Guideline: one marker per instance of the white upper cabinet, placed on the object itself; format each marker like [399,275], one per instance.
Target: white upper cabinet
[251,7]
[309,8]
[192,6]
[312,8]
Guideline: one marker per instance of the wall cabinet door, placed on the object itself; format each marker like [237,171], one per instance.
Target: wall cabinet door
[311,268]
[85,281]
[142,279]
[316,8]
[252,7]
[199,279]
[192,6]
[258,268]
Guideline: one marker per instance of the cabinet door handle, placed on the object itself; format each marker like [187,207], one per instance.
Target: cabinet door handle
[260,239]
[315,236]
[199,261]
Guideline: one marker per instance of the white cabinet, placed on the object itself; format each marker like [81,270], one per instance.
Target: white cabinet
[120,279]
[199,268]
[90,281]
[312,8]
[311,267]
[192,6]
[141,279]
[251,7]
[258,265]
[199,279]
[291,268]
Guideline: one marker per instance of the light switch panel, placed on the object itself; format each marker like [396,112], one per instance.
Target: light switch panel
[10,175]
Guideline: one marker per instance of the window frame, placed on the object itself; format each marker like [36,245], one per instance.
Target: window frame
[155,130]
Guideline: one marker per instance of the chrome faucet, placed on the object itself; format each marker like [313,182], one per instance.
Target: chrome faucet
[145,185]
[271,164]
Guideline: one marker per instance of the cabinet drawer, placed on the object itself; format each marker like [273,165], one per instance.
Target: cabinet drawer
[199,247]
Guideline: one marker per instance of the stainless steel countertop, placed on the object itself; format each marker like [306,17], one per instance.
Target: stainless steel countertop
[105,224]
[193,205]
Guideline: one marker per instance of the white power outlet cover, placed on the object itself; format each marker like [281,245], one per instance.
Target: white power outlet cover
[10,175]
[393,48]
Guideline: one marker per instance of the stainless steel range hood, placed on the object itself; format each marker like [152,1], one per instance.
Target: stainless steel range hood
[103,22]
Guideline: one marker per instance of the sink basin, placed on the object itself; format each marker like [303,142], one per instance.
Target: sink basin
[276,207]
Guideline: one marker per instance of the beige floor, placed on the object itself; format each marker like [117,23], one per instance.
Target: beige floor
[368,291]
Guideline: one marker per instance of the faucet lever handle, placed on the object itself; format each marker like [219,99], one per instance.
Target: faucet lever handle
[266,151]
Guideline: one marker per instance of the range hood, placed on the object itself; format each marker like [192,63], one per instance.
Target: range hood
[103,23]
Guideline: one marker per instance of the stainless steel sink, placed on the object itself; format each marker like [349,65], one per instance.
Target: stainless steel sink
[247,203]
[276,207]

**AIM:** Begin at the line that has "Guideline: one marker per instance of the faucet" and continue through the end of the material. Lay that span out as a two-column CSV headed instruction and coordinates, one row for each text with its points, each value in a single quoted field with line breaks turned into spaces.

**RESULT OF THE EXERCISE:**
instruction,coordinates
"Guideline: one marker per instance of the faucet lever handle, placed on the object itself; format each marker like [219,99], one per instance. Target: faucet lever handle","[266,151]"
"Guideline: one marker per instance of the range hood, placed on the object itself; format each marker like [192,63], one per instance. Target: range hood","[103,23]"
"Guideline: one marker per instance of the stainless steel sink, placed on the object itself; format each marker like [349,65], one per instance. Target: stainless steel sink","[247,203] [276,207]"